▶ Short task
Continue the MiFID II commentary from the point where it stops.

BEGIN Excerpted text

2016 volume 26 issue 6

MiFFED at MiFID II

INVESTMENT COMMUNITY PERSPECTIVE

Dirk Lever, AltaCorp Capital Inc.










What is MiFID II (other than an acronym that sounds like a new flu strain)?

Regulations on Markets in Financial Instruments and Amending Regulations go by the acronym MiFID II and originate from the European Commission. The combined pieces of legislation provide a European-wide legislative framework for regulating the operation of financial markets in the European Union. (With a positive Brexit vote, who knows how these two pieces of regulation play out in London.) The laws are focused on enhancing ‘investor protection’; the underlying presumption must be that investors are not adequately protected and thus more rules and regulations are required in order to correct some perceived inequity. Upfront, I declare my bias against MiFID II.

END Excerpted text
BEGIN Stored rows

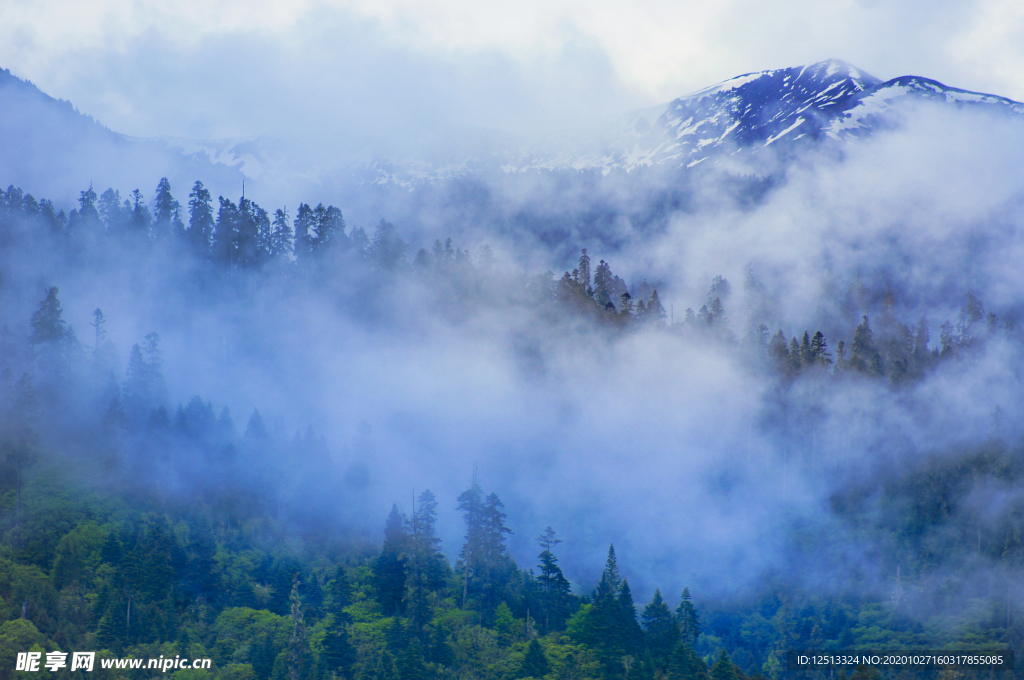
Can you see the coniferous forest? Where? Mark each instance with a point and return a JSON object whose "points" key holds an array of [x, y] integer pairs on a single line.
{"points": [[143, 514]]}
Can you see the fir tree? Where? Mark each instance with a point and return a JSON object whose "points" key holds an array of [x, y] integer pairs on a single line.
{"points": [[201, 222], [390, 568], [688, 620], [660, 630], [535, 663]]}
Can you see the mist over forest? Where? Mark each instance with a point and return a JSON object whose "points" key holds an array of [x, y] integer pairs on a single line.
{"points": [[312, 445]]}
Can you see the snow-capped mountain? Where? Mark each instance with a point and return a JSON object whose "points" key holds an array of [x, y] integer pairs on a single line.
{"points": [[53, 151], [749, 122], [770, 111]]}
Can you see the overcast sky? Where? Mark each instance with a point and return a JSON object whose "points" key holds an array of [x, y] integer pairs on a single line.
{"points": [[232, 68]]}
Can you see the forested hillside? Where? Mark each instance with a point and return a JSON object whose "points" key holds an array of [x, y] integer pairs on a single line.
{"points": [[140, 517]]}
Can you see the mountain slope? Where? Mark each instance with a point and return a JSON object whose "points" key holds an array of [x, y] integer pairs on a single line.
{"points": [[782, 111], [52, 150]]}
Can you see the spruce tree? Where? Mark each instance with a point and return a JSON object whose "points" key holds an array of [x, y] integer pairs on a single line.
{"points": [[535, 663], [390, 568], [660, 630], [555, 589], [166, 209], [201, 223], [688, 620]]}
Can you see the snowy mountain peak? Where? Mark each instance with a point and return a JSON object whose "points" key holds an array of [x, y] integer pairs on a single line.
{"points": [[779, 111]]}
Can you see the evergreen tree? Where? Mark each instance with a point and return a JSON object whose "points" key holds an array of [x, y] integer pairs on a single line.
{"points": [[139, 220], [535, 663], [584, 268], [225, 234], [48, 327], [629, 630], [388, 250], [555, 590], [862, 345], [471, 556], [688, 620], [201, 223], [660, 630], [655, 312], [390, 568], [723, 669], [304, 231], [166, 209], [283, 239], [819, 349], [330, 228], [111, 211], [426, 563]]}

END Stored rows
BEGIN Stored rows

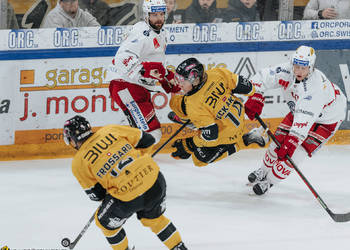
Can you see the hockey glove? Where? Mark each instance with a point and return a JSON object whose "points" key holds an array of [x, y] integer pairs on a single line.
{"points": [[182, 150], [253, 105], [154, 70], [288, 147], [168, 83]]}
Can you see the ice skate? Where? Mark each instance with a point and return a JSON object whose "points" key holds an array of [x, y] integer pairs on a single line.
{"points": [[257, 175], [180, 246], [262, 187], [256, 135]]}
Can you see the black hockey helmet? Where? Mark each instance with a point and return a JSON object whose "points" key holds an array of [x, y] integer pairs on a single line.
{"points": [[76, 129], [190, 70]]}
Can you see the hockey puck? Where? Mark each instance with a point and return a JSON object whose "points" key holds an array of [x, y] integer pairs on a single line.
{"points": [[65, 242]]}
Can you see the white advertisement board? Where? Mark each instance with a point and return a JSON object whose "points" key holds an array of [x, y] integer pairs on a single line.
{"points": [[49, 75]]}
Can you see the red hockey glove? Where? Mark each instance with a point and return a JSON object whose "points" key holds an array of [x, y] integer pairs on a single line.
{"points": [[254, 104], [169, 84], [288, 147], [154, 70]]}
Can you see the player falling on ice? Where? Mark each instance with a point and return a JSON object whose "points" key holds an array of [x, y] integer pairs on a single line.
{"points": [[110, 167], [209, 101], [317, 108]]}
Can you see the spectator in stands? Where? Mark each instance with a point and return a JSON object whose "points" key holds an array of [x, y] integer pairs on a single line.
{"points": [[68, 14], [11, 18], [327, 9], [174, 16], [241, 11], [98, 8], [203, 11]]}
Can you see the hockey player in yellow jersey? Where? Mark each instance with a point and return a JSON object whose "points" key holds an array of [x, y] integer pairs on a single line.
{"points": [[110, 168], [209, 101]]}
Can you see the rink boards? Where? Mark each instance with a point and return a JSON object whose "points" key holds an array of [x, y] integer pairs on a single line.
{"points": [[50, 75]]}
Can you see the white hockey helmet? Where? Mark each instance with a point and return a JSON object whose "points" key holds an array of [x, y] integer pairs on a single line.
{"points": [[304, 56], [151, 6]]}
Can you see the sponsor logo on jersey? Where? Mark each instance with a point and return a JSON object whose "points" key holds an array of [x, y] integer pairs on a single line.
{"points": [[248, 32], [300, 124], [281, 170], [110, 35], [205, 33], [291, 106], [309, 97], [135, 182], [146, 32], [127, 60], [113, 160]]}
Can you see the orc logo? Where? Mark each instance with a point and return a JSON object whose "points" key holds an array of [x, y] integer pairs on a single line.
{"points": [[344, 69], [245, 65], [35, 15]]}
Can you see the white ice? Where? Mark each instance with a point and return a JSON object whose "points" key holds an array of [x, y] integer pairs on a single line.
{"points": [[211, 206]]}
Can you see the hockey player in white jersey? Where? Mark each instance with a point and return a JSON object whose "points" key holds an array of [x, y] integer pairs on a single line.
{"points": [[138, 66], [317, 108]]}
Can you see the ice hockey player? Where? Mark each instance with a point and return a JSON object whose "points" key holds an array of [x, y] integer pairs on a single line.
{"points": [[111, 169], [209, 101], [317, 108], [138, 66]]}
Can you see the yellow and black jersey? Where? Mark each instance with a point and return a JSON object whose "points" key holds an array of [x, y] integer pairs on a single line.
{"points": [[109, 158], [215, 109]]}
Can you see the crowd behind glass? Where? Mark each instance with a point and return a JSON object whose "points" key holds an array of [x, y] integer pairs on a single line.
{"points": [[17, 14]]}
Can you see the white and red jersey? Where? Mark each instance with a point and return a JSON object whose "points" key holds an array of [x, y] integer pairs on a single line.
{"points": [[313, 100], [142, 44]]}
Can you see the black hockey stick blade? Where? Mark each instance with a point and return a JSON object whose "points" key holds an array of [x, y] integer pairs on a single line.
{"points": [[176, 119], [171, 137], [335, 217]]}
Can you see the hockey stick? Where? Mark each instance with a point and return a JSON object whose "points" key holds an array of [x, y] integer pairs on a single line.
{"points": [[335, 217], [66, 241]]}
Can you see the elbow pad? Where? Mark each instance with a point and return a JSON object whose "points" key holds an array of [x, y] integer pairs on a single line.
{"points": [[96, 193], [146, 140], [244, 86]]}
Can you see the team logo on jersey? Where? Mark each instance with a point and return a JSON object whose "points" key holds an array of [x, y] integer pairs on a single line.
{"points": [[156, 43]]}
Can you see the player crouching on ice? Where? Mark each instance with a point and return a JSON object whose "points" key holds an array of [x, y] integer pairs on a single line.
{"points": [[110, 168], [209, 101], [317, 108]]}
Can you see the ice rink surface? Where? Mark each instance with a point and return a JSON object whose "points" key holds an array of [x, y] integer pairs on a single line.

END Stored rows

▶ Response to this exercise
The focus is directed mainly at professional money managers, rather than ‘Joe/Jane Investor’ trading a personal account. One way to highlight the underlying issues is to think of commissions paid by professional money managers on stock trades. Theoretically, trade commissions are meant to pay for a number of items: trade execution (including capital to execute the trade), research provided, actual out of pocket trade costs (higher than you might think), sales advice, corporate access (bringing companies by for marketing), etc. Each of these items can be subdivided; think in terms of salaries, capital consumed, equipment used, the development of evolving technologies, and so on. Commissions are a ‘small amount on large volumes’ type of issue; think billions, not millions, of shares.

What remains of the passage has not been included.